> [PROBLEM STATEMENT]: Pick out and copy every line of the items below that contains the word "white". Case matters.

> [TASK INPUT]:
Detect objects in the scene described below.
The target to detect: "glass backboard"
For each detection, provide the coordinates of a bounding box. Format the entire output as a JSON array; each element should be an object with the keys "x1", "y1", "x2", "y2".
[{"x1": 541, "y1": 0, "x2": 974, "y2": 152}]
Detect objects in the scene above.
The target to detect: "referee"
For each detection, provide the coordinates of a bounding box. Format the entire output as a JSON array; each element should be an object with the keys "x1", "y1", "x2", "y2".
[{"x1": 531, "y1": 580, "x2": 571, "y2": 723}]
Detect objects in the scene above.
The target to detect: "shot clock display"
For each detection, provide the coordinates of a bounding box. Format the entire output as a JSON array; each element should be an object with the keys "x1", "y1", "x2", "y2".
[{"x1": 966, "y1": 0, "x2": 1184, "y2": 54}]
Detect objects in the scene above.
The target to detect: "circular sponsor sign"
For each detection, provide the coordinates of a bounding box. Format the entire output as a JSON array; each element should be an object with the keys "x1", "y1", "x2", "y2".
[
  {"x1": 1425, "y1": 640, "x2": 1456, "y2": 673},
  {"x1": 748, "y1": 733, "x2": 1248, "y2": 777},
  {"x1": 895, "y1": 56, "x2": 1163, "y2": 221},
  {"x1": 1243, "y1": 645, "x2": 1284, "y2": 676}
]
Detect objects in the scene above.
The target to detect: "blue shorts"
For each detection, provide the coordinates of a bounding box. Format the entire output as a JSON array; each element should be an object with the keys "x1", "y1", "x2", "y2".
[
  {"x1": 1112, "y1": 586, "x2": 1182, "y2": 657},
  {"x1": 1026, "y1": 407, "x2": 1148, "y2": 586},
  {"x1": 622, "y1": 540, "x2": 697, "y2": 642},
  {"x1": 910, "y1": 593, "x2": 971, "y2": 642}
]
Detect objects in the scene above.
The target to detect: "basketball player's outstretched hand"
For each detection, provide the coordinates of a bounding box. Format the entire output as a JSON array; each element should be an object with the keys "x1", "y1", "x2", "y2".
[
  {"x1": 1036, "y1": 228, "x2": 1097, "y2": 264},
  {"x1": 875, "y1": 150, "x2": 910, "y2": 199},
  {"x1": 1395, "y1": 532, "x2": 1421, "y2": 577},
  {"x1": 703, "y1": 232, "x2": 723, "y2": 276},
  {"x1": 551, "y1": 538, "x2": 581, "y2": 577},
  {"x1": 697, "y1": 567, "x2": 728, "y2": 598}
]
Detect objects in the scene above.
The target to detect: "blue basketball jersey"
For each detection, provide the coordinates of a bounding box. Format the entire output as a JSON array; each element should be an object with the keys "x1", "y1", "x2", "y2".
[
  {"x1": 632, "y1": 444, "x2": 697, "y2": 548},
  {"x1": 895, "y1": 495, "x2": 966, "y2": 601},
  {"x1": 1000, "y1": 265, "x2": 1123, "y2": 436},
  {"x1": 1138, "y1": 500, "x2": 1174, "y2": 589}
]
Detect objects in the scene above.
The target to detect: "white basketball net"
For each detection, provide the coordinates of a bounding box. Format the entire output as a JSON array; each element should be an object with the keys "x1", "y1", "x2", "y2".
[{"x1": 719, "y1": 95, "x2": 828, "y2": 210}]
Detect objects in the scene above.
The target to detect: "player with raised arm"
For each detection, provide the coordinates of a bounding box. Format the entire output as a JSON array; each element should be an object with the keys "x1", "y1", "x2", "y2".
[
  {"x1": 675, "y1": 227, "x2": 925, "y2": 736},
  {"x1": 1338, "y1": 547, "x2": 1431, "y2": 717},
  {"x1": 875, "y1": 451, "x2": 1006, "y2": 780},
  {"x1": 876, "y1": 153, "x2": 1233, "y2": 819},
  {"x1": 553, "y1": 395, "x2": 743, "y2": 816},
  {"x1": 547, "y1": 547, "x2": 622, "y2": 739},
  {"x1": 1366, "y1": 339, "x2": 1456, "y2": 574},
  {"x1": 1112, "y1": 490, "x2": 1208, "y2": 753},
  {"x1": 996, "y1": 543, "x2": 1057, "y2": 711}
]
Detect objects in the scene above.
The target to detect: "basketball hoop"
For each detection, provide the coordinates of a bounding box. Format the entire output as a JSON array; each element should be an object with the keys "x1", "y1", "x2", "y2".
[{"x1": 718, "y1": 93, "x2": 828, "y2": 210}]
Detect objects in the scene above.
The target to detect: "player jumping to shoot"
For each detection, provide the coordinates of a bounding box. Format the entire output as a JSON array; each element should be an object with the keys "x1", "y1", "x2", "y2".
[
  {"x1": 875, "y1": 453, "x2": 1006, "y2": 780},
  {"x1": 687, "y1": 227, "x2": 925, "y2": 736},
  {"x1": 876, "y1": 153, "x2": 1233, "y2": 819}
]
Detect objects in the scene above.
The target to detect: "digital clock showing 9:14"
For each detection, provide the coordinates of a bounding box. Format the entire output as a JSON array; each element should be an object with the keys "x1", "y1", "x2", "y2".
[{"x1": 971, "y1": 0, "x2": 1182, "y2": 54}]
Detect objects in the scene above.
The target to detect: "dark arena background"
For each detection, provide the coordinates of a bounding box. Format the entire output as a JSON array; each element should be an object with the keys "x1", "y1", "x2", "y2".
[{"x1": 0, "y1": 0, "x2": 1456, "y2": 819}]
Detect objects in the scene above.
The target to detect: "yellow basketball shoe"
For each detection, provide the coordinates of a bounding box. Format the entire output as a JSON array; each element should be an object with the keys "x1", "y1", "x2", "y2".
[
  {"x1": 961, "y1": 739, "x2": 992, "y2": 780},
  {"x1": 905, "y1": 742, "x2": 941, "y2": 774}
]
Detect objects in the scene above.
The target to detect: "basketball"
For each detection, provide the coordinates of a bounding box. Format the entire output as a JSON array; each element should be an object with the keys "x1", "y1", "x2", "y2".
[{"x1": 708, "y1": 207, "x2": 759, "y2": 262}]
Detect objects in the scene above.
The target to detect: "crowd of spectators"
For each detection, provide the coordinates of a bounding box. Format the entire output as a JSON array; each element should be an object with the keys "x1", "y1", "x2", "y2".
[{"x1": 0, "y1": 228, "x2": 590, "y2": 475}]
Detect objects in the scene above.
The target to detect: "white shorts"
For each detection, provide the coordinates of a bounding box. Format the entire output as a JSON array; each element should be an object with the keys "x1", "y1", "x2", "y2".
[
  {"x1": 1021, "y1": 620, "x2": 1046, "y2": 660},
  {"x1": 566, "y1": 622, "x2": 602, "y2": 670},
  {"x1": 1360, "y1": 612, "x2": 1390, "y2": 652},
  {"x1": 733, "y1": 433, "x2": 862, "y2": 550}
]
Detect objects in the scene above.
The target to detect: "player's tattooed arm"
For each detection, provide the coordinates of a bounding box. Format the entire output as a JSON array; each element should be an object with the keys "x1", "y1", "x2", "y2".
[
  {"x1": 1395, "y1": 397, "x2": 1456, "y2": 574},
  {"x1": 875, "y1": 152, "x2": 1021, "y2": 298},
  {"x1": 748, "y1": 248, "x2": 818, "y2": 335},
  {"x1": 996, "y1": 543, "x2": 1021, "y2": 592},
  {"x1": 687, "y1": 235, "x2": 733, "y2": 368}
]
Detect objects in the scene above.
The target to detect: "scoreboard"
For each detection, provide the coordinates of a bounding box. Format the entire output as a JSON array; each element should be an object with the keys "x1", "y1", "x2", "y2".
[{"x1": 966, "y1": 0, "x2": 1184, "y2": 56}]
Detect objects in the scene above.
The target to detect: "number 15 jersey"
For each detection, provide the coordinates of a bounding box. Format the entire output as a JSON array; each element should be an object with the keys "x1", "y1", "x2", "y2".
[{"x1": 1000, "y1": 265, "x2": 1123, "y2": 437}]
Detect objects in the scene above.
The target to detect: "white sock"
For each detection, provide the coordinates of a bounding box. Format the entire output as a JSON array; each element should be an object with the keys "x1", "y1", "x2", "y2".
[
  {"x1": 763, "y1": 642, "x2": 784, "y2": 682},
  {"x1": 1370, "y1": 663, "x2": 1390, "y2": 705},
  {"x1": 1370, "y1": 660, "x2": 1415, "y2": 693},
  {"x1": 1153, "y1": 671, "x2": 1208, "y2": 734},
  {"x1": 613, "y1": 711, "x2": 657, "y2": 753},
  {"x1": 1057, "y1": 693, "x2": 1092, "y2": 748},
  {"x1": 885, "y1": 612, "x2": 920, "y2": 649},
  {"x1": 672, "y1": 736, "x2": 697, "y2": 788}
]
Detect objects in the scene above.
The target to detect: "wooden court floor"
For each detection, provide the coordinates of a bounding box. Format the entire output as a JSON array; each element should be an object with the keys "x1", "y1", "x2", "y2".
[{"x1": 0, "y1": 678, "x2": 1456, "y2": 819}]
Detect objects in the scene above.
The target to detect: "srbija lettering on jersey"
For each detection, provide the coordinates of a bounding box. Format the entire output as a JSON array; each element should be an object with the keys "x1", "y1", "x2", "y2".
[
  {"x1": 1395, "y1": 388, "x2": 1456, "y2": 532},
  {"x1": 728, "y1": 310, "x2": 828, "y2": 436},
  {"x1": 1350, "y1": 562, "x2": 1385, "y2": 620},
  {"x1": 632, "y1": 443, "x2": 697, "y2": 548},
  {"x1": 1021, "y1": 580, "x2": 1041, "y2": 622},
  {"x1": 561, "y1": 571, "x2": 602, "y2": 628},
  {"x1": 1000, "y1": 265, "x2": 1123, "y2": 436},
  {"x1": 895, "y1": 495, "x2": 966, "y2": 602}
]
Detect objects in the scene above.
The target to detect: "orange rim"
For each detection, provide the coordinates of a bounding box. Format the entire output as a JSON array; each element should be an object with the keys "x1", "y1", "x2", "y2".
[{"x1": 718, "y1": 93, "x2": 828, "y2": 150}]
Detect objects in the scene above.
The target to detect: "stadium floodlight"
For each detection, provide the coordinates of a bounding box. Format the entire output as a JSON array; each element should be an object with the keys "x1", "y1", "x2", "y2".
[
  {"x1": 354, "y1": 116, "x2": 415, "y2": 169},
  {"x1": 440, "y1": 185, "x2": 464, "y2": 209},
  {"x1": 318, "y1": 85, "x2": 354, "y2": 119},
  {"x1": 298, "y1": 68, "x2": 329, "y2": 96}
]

> [EXPECTED OUTPUT]:
The target to detect: "white basketball net"
The target to detect: "white shorts"
The target to detect: "white sock"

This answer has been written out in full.